* _Document excerpt_:
The rate at which Supabase Realtime clients drop their WebSocket connection, measured in disconnects per minute over a rolling one-hour window. A low, steady rate is normal: clients refresh pages, switch networks, and close tabs all day. The signal that matters is a sustained spike above baseline, which is a disconnect storm. When this card spikes, Realtime is unstable and your users are losing live updates: tickets stop appearing, presence indicators go stale, dashboards freeze. Because the disconnect-then-reconnect cycle keeps the connected-client headcount roughly flat, this is often the only card that reveals the instability.
What it countsWebSocket disconnect events on the Supabase Realtime service per minute, charted over the last hour. Every time a client’s connection closes (cleanly or not) it is one disconnect.
Data sourceSupabase Realtime service connection telemetry, the same source as connect events, surfaced in the project dashboard under Reports, then Realtime, and in the Realtime logs. The Realtime service is a standalone Elixir/Phoenix process.
Metric basisA rate (events per unit time), not a level. This is the derivative of the connection churn, distinct from Realtime Connected Clients, which is the standing headcount.
Chart typeLine chart over a one-hour window, so you read the shape (a spike, a step, a ramp), not just the latest value.
What does NOT count(1) Clean client-initiated tab closes are still disconnects and do count; (2) failed initial connection attempts (those never connected); (3) PostgREST or Edge Function request failures, which are stateless HTTP, not WebSocket; (4) Postgres connection drops in the Supavisor pool.
Time window1h (rolling, charted per minute).
Alert triggersustained spike > baseline. There is no fixed number: the alert is relative to your project’s normal churn, so a quiet project and a busy one can both trip it.
Rolesengineering, operations.

Calculation

The card plots, per minute, the count of WebSocket disconnect events on the Realtime service, read from the connector’s sb_realtime_disconnect_rate series. Conceptually:
disconnect_rate(minute) = count(websocket close events on Realtime
                                service during that minute)
The detail (Disconnect storms = Realtime instability; clients lose live updates) is the whole point of the card, and three properties follow from it:
  • Baseline is project-specific. A project with thousands of mobile clients on flaky networks has a naturally high, noisy baseline; a project with a few hundred desktop consoles has a low, smooth one. That is why the alert is sustained spike > baseline rather than a hard number. Vortex IQ learns the normal band and flags departures from it.

* _Provided material_:
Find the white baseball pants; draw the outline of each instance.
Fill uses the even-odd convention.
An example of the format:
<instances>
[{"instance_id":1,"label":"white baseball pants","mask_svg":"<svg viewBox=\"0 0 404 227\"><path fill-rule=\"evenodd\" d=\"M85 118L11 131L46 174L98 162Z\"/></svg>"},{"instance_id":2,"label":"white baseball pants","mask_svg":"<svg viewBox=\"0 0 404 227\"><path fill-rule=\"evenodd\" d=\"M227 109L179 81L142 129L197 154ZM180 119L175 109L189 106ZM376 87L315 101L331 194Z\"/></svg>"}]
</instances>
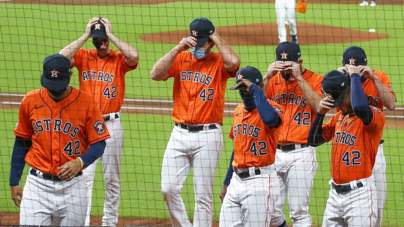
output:
<instances>
[{"instance_id":1,"label":"white baseball pants","mask_svg":"<svg viewBox=\"0 0 404 227\"><path fill-rule=\"evenodd\" d=\"M87 211L87 189L82 175L70 181L28 174L23 192L20 225L82 226Z\"/></svg>"},{"instance_id":2,"label":"white baseball pants","mask_svg":"<svg viewBox=\"0 0 404 227\"><path fill-rule=\"evenodd\" d=\"M110 120L105 122L105 125L111 138L105 141L104 154L101 156L102 171L105 181L105 202L104 203L104 216L102 217L103 226L115 226L118 222L120 196L121 193L120 166L121 156L123 147L123 129L119 117L114 119L115 113L110 114ZM94 181L95 167L98 160L90 165L83 171L86 179L86 186L88 190L88 208L86 216L86 226L90 225L90 214L93 199L93 186Z\"/></svg>"},{"instance_id":3,"label":"white baseball pants","mask_svg":"<svg viewBox=\"0 0 404 227\"><path fill-rule=\"evenodd\" d=\"M283 213L276 213L282 210L282 200L275 166L260 169L261 174L243 179L233 173L222 204L219 227L274 227L283 223Z\"/></svg>"},{"instance_id":4,"label":"white baseball pants","mask_svg":"<svg viewBox=\"0 0 404 227\"><path fill-rule=\"evenodd\" d=\"M373 166L373 176L377 190L377 221L375 226L381 226L383 219L383 210L386 203L387 187L386 180L386 158L383 152L383 145L379 145L377 154Z\"/></svg>"},{"instance_id":5,"label":"white baseball pants","mask_svg":"<svg viewBox=\"0 0 404 227\"><path fill-rule=\"evenodd\" d=\"M161 190L174 227L192 226L181 195L191 167L195 192L193 226L212 226L213 180L223 143L220 125L216 125L216 129L196 132L177 126L173 129L163 158Z\"/></svg>"},{"instance_id":6,"label":"white baseball pants","mask_svg":"<svg viewBox=\"0 0 404 227\"><path fill-rule=\"evenodd\" d=\"M338 194L330 187L323 227L375 226L377 191L375 179L372 176L358 181L364 187L344 194ZM332 179L330 181L330 185L332 182Z\"/></svg>"},{"instance_id":7,"label":"white baseball pants","mask_svg":"<svg viewBox=\"0 0 404 227\"><path fill-rule=\"evenodd\" d=\"M317 170L316 149L312 147L286 151L277 149L275 166L279 176L282 204L287 197L293 227L311 226L309 202Z\"/></svg>"},{"instance_id":8,"label":"white baseball pants","mask_svg":"<svg viewBox=\"0 0 404 227\"><path fill-rule=\"evenodd\" d=\"M285 21L289 23L289 30L290 35L295 36L297 34L297 27L296 24L296 0L276 0L275 10L278 26L278 37L279 42L286 40L286 27Z\"/></svg>"}]
</instances>

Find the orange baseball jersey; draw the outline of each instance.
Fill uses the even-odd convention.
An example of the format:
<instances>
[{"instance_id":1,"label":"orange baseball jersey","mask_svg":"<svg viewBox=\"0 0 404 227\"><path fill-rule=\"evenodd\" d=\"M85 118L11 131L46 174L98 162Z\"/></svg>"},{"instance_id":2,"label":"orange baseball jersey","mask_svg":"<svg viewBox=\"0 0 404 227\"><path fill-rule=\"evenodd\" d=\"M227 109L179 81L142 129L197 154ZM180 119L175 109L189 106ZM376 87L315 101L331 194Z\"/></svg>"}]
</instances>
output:
<instances>
[{"instance_id":1,"label":"orange baseball jersey","mask_svg":"<svg viewBox=\"0 0 404 227\"><path fill-rule=\"evenodd\" d=\"M368 125L357 116L350 118L341 111L323 124L323 137L327 142L332 140L331 177L337 184L372 175L386 117L380 109L371 107L373 119Z\"/></svg>"},{"instance_id":2,"label":"orange baseball jersey","mask_svg":"<svg viewBox=\"0 0 404 227\"><path fill-rule=\"evenodd\" d=\"M268 99L281 118L283 111L278 103ZM234 141L234 158L232 165L236 168L259 167L273 164L282 126L269 128L264 124L256 108L248 112L242 103L234 110L233 126L229 137Z\"/></svg>"},{"instance_id":3,"label":"orange baseball jersey","mask_svg":"<svg viewBox=\"0 0 404 227\"><path fill-rule=\"evenodd\" d=\"M74 88L57 103L45 88L28 92L20 106L18 120L14 134L32 142L25 162L53 174L89 145L111 137L94 99Z\"/></svg>"},{"instance_id":4,"label":"orange baseball jersey","mask_svg":"<svg viewBox=\"0 0 404 227\"><path fill-rule=\"evenodd\" d=\"M321 92L322 76L308 69L302 76L313 90L324 95ZM297 82L286 81L278 73L269 80L266 95L271 101L280 104L284 111L279 143L307 143L316 111L307 103Z\"/></svg>"},{"instance_id":5,"label":"orange baseball jersey","mask_svg":"<svg viewBox=\"0 0 404 227\"><path fill-rule=\"evenodd\" d=\"M391 92L396 97L396 93L393 90L391 85L390 84L390 79L385 73L383 71L375 70L372 69L379 80L381 81L383 84L386 86L390 92ZM375 83L371 80L366 80L364 82L362 83L362 87L365 92L365 95L368 98L368 103L372 106L377 107L380 109L383 109L383 103L380 100L377 90L375 86Z\"/></svg>"},{"instance_id":6,"label":"orange baseball jersey","mask_svg":"<svg viewBox=\"0 0 404 227\"><path fill-rule=\"evenodd\" d=\"M95 48L80 48L74 55L72 67L78 70L80 90L91 94L100 105L103 114L119 112L125 96L125 74L137 66L129 67L125 55L112 50L103 58Z\"/></svg>"},{"instance_id":7,"label":"orange baseball jersey","mask_svg":"<svg viewBox=\"0 0 404 227\"><path fill-rule=\"evenodd\" d=\"M225 68L219 53L195 61L190 51L179 54L168 71L174 77L173 120L189 124L223 124L227 80L236 76Z\"/></svg>"}]
</instances>

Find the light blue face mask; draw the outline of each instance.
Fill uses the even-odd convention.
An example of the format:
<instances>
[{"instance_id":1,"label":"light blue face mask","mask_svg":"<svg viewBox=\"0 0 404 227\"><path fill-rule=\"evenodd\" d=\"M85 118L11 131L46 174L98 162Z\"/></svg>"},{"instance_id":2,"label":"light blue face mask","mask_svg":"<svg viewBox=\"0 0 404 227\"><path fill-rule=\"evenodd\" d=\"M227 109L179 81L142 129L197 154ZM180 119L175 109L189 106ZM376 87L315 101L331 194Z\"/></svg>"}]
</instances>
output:
<instances>
[{"instance_id":1,"label":"light blue face mask","mask_svg":"<svg viewBox=\"0 0 404 227\"><path fill-rule=\"evenodd\" d=\"M209 46L205 48L202 47L191 47L191 53L194 57L198 60L203 59L207 55L205 53L205 50Z\"/></svg>"}]
</instances>

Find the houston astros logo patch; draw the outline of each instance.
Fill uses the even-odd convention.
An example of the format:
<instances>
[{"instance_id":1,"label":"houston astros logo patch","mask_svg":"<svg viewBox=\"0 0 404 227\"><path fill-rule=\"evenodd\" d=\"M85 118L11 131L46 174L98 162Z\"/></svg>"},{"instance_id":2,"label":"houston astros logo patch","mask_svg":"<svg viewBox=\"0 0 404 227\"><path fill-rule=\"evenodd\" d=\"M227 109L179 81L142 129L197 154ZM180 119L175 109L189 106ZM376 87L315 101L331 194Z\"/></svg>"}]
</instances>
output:
<instances>
[{"instance_id":1,"label":"houston astros logo patch","mask_svg":"<svg viewBox=\"0 0 404 227\"><path fill-rule=\"evenodd\" d=\"M282 58L281 59L288 59L287 57L288 55L289 54L287 54L285 53L285 51L284 51L283 53L282 53L280 54L280 55L282 56Z\"/></svg>"},{"instance_id":2,"label":"houston astros logo patch","mask_svg":"<svg viewBox=\"0 0 404 227\"><path fill-rule=\"evenodd\" d=\"M58 74L59 73L60 73L60 72L58 72L58 71L57 71L55 69L53 69L53 71L50 71L50 72L51 72L52 73L52 75L50 75L50 77L51 78L52 78L52 77L56 77L56 78L57 78L58 77L57 74Z\"/></svg>"},{"instance_id":3,"label":"houston astros logo patch","mask_svg":"<svg viewBox=\"0 0 404 227\"><path fill-rule=\"evenodd\" d=\"M101 120L98 120L94 123L94 130L95 132L99 134L103 134L105 132L105 126L104 125L104 122Z\"/></svg>"},{"instance_id":4,"label":"houston astros logo patch","mask_svg":"<svg viewBox=\"0 0 404 227\"><path fill-rule=\"evenodd\" d=\"M351 58L351 59L348 59L348 60L349 61L349 65L355 65L355 62L358 61L356 59L354 59L354 57L352 57Z\"/></svg>"}]
</instances>

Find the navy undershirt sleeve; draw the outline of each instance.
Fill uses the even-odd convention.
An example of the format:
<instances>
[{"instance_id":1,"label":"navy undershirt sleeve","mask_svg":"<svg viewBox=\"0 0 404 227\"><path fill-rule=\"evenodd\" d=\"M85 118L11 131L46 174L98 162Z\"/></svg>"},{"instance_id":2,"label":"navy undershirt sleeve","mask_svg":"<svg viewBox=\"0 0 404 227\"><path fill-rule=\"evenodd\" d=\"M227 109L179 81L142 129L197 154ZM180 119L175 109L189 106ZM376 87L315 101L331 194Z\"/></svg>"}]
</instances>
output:
<instances>
[{"instance_id":1,"label":"navy undershirt sleeve","mask_svg":"<svg viewBox=\"0 0 404 227\"><path fill-rule=\"evenodd\" d=\"M84 167L88 167L101 157L104 153L104 150L106 145L105 140L90 145L87 152L80 156L84 162Z\"/></svg>"},{"instance_id":2,"label":"navy undershirt sleeve","mask_svg":"<svg viewBox=\"0 0 404 227\"><path fill-rule=\"evenodd\" d=\"M227 172L226 174L226 178L225 178L225 180L223 181L223 184L225 185L229 186L229 185L230 184L230 180L231 179L231 177L233 176L233 173L234 172L234 170L233 169L233 166L231 165L231 163L233 162L233 160L234 159L234 150L233 150L233 152L231 153L231 157L230 158L229 168L227 169Z\"/></svg>"},{"instance_id":3,"label":"navy undershirt sleeve","mask_svg":"<svg viewBox=\"0 0 404 227\"><path fill-rule=\"evenodd\" d=\"M355 115L365 125L370 124L373 113L368 104L368 99L362 88L360 76L358 74L351 75L351 102Z\"/></svg>"},{"instance_id":4,"label":"navy undershirt sleeve","mask_svg":"<svg viewBox=\"0 0 404 227\"><path fill-rule=\"evenodd\" d=\"M249 90L253 94L255 106L264 124L270 128L279 126L281 123L280 117L272 108L272 105L268 102L267 97L261 89L256 84L253 84L250 86Z\"/></svg>"},{"instance_id":5,"label":"navy undershirt sleeve","mask_svg":"<svg viewBox=\"0 0 404 227\"><path fill-rule=\"evenodd\" d=\"M10 186L19 185L20 180L25 167L25 157L31 148L31 139L15 137L11 156L11 167L10 171Z\"/></svg>"},{"instance_id":6,"label":"navy undershirt sleeve","mask_svg":"<svg viewBox=\"0 0 404 227\"><path fill-rule=\"evenodd\" d=\"M314 121L311 124L309 132L307 143L311 147L320 146L326 142L323 137L323 121L325 114L320 114L317 112Z\"/></svg>"}]
</instances>

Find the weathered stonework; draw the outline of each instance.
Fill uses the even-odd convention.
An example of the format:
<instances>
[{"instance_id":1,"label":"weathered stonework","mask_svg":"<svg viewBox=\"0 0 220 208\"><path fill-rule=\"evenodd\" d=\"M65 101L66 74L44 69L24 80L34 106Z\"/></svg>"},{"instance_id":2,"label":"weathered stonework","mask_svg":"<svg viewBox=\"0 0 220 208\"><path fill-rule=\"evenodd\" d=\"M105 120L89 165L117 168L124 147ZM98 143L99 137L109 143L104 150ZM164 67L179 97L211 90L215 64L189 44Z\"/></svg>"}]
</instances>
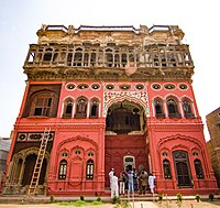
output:
<instances>
[{"instance_id":1,"label":"weathered stonework","mask_svg":"<svg viewBox=\"0 0 220 208\"><path fill-rule=\"evenodd\" d=\"M215 176L220 187L220 108L206 117L211 140L207 142Z\"/></svg>"},{"instance_id":2,"label":"weathered stonework","mask_svg":"<svg viewBox=\"0 0 220 208\"><path fill-rule=\"evenodd\" d=\"M109 195L112 167L153 173L156 193L218 191L182 29L42 25L36 34L6 194L28 193L45 129L37 194Z\"/></svg>"}]
</instances>

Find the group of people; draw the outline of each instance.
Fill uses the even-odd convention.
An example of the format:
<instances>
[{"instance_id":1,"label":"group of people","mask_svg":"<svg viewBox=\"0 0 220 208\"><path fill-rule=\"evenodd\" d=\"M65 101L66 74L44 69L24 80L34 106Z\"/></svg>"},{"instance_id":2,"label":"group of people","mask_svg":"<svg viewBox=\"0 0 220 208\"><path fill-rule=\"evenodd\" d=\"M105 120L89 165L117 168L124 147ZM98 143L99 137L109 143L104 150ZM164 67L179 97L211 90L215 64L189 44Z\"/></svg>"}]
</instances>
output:
<instances>
[{"instance_id":1,"label":"group of people","mask_svg":"<svg viewBox=\"0 0 220 208\"><path fill-rule=\"evenodd\" d=\"M136 169L123 171L120 173L120 176L116 175L114 168L109 172L110 178L110 189L111 198L119 195L124 195L125 189L128 189L128 196L130 193L134 194L134 190L139 190L140 195L144 195L146 189L150 188L151 193L154 194L155 178L153 174L147 174L146 171L141 171L140 174L136 173Z\"/></svg>"}]
</instances>

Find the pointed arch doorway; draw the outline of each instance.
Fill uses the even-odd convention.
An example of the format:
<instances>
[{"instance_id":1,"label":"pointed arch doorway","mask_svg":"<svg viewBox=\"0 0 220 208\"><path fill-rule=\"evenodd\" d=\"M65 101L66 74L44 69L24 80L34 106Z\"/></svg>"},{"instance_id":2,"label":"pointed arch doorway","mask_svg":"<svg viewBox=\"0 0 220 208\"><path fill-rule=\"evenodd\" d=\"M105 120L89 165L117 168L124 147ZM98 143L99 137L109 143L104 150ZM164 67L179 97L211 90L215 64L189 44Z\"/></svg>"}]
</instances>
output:
<instances>
[{"instance_id":1,"label":"pointed arch doorway","mask_svg":"<svg viewBox=\"0 0 220 208\"><path fill-rule=\"evenodd\" d=\"M109 172L117 176L122 171L148 172L146 118L141 105L123 100L111 105L106 119L105 173L109 187Z\"/></svg>"}]
</instances>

* _Written task 1_:
In the Realtime disconnect-rate description, which series does the card read its disconnect events from?
* _Written task 2_:
From the Realtime disconnect-rate description, quote the passage between "Calculation" and "during that minute)", inclusive.
* _Written task 3_:
Continue the Realtime disconnect-rate description from its last sentence.

* _Final result 1_:
The connector's sb_realtime_disconnect_rate series.

* _Final result 2_:
Calculation

The card plots, per minute, the count of WebSocket disconnect events on the Realtime service, read from the connector’s sb_realtime_disconnect_rate series. Conceptually:
disconnect_rate(minute) = count(websocket close events on Realtime
                                service during that minute)

* _Final result 3_:
  • Sustained matters more than peak. A one-minute blip (a deploy, a brief network wobble) is not a storm. A spike that holds for several minutes is. The line-chart window exists so you can tell a spike from a step from a ramp.
  • It is blind in the headcount. Because most disconnects are followed by an immediate reconnect, Realtime Connected Clients can stay almost flat through a disconnect storm. The churn is invisible there and visible only here, which is exactly why this is a Sensitivity card.

Worked example

The same platform team from the connected-clients card runs a live support console on Supabase Realtime. Their normal disconnect baseline is 3 to 6 per minute during a shift. On 22 May 26 they ship a back-end change at 11:02 BST. The line chart over the following hour:
Time (BST)Disconnect rate (per min)Connected clientsNotes
10:554310Normal baseline.
11:025311Deploy goes out.
11:0528305Spike begins; clients dipping slightly.
11:1231308Sustained, not a blip. Alert fires.
11:2030307Headcount looks fine; users are complaining.
11:346312Rollback applied; storm clears.
The team reads the situation as follows:
  1. The headcount lied; the rate told the truth. Across the storm, Realtime Connected Clients barely moved (305 to 312) because every dropped client reconnected within a second or two. A dashboard watching only connected clients would have shown a healthy, full project while agents reported tickets vanishing and reappearing. The disconnect-rate line is the only card that exposed the churn.
  2. Sustained, not spiky, so it is real. The rate held above 28 for nearly half an hour. That rules out a momentary network wobble and points at something the project is doing to its own clients: in this case, the 11:02 deploy changed a Realtime authorisation policy, causing the service to repeatedly reject and re-establish subscriptions.
  3. Recovery confirms the cause. Disconnects fell back to baseline within two minutes of the rollback at 11:32. A clean, fast return to baseline after a specific action is strong evidence the action was the cause, which is what the team needs to write up the post-incident note.
Impact framing for the storm window (11:05 to 11:32, ~27 min):
  - Baseline disconnects ~5/min; storm ~30/min
  - Excess churn: ~25/min × 27 min = ~675 extra disconnects
  - Every excess disconnect = a moment a user lost live updates
  - User-visible effect: tickets and presence flickering for the
    whole support floor for ~27 minutes
Three takeaways:
  1. This card is a leading indicator of Realtime instability, and often the only one. Treat a sustained spike as an incident-grade signal even when connected clients and uptime look fine.
  2. Tie spikes to deploys. The most common cause of a sudden disconnect storm is a change to Realtime auth/RLS policy, a channel-naming change, or a client library upgrade. Overlay your deploy timeline on this chart.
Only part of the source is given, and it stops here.